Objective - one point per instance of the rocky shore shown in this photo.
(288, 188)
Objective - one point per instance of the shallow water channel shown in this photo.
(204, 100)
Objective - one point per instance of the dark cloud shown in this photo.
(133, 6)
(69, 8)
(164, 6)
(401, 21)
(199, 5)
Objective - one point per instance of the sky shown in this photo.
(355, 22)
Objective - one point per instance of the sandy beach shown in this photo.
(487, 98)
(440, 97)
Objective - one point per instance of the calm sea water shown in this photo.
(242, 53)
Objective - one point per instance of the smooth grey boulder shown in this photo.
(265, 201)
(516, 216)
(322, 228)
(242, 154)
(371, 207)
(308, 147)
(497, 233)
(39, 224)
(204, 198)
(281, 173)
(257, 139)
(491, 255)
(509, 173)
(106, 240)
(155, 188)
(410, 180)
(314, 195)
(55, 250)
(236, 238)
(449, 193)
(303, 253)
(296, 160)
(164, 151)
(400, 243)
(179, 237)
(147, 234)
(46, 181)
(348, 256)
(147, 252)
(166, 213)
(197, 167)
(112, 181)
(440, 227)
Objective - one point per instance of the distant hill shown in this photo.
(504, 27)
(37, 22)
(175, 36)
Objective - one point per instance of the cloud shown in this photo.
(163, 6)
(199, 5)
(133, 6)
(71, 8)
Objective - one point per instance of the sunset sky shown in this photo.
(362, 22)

____________________

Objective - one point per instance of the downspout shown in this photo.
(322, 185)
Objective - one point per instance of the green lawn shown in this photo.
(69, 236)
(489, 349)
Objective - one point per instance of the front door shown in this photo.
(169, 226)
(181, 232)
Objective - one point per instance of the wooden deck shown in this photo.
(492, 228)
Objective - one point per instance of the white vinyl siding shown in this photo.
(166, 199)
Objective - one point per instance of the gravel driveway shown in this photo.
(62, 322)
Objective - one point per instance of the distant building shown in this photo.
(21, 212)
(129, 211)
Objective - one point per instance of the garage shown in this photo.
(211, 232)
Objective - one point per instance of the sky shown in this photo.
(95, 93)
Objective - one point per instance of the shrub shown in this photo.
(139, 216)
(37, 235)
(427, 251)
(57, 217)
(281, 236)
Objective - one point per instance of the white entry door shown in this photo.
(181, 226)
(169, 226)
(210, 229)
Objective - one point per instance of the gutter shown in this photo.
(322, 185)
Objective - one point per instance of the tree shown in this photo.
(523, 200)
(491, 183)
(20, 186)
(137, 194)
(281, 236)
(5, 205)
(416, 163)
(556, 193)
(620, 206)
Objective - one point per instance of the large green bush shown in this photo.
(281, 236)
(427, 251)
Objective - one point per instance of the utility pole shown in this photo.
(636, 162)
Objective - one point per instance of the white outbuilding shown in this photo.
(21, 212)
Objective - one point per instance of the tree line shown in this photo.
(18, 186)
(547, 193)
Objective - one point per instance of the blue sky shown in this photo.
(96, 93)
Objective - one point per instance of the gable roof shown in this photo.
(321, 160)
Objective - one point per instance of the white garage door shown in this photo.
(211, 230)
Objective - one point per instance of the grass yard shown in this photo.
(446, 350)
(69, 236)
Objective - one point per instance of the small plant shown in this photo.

____________________

> [YOUR TASK]: Pull out every line in the data above that contains the word "cloud". Upper and lower case must match.

> [WRITTEN RESPONSE]:
Objective - one point per instance of the dark cloud shown in this photo.
Objective - one point per instance of the cloud shown in this photo.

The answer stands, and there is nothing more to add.